• _Problem to work on_
Convert each line of the records below into a Markdown table with the columns "Row" and "Line", numbering the rows and leaving out blank lines.

Location identification items
__________

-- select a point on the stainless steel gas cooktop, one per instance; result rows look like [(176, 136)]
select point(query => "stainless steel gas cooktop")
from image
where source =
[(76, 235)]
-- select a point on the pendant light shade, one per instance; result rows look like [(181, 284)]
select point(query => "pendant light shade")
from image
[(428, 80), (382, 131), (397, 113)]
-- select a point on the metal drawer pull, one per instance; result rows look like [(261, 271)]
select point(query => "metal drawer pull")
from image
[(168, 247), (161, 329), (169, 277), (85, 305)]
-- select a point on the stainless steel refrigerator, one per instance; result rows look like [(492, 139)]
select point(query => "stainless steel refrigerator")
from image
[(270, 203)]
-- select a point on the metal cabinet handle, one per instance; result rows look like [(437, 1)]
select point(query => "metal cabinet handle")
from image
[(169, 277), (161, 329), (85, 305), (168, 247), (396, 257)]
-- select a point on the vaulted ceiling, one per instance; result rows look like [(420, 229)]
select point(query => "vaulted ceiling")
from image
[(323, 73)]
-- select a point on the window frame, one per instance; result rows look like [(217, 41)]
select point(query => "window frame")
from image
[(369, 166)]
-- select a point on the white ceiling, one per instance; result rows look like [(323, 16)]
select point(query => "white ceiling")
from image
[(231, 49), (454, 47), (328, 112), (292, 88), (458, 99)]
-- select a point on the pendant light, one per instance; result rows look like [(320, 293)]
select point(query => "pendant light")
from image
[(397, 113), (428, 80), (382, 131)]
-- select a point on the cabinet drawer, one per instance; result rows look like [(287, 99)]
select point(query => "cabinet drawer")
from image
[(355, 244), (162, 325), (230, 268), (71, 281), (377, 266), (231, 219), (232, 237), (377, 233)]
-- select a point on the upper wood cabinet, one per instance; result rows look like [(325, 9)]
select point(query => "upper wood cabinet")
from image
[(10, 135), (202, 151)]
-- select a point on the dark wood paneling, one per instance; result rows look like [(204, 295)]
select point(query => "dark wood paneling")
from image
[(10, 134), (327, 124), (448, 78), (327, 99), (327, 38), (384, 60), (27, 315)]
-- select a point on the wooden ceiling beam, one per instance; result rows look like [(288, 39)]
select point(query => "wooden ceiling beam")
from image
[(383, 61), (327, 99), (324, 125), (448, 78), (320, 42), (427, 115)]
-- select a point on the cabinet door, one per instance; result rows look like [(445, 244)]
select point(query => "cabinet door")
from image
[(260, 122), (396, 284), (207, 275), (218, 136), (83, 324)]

__________

• _Correct response_
| Row | Line |
|---|---|
| 1 | -- select a point on the stainless steel gas cooktop, one per instance; result rows look like [(176, 136)] |
| 2 | select point(query => "stainless steel gas cooktop") |
| 3 | from image |
| 4 | where source = |
| 5 | [(76, 235)] |
| 6 | -- select a point on the pendant light shade, one per instance; result rows look like [(181, 284)] |
| 7 | select point(query => "pendant light shade") |
| 8 | from image |
| 9 | [(428, 80), (382, 131), (397, 113)] |
| 10 | -- select a point on the metal drawer pull, one per instance; result rows look like [(261, 271)] |
| 11 | select point(query => "metal drawer pull") |
| 12 | from image |
| 13 | [(168, 247), (161, 329), (169, 277), (85, 305)] |
| 14 | -- select a point on the stainless steel refrigerator, one per instance; result rows look like [(492, 139)] |
| 15 | select point(query => "stainless steel refrigerator") |
| 16 | from image |
| 17 | [(270, 203)] |
| 18 | -- select a point on the metal cabinet handle, one per instance; result rows look like [(437, 1)] |
| 19 | select point(query => "metal cabinet handle") |
| 20 | from image |
| 21 | [(169, 277), (161, 329), (85, 305), (168, 247), (396, 257)] |
| 22 | -- select a point on the vaulted ceiling, one per instance; result rows look like [(420, 229)] |
| 23 | select point(query => "vaulted ceiling") |
| 24 | from image |
| 25 | [(323, 73)] |
| 26 | -- select a point on the window frame, one per instance; result rows look like [(217, 41)] |
| 27 | select point(query => "window frame") |
| 28 | from image |
| 29 | [(369, 166)] |
| 30 | -- select a point on the white ceiling, one per instance; result rows look like [(323, 16)] |
| 31 | select point(query => "white ceiling") |
| 32 | from image |
| 33 | [(231, 49), (454, 47), (328, 112), (292, 88), (458, 99)] |
| 34 | -- select a point on the pendant light, one per instance; result rows look like [(320, 293)] |
| 35 | select point(query => "pendant light") |
| 36 | from image |
| 37 | [(397, 113), (428, 80), (382, 131)] |
| 38 | -- select a point on the cabinet drawer, one per instance; result rows look like [(287, 99)] |
| 39 | select point(query => "cabinet drawer") |
| 40 | from image |
| 41 | [(355, 244), (162, 325), (230, 268), (71, 281), (377, 266), (231, 219), (232, 237), (377, 233)] |
| 42 | -- select a point on the upper wood cabinet, one per instance; result rows look like [(325, 9)] |
| 43 | select point(query => "upper wood cabinet") |
| 44 | from image |
| 45 | [(10, 135), (202, 151)] |
| 46 | -- select a point on the dark wood paneling, one per instance; result rows look like [(204, 295)] |
| 47 | select point(query => "dark wood paneling") |
| 48 | from image |
| 49 | [(10, 134), (327, 124), (448, 78), (327, 99), (327, 38), (384, 60), (27, 315)] |
| 50 | -- select a point on the wooden ceiling beam, one per instance; result rows look like [(288, 39)] |
| 51 | select point(query => "wooden ceiling beam") |
| 52 | from image |
| 53 | [(383, 61), (327, 99), (324, 125), (448, 78), (320, 42), (427, 115)] |
| 54 | -- select a point on the cabinet door, one per instance; result rows look like [(445, 244)] |
| 55 | select point(query => "cabinet door") |
| 56 | from image |
| 57 | [(260, 122), (396, 284), (207, 275), (218, 136), (83, 324)] |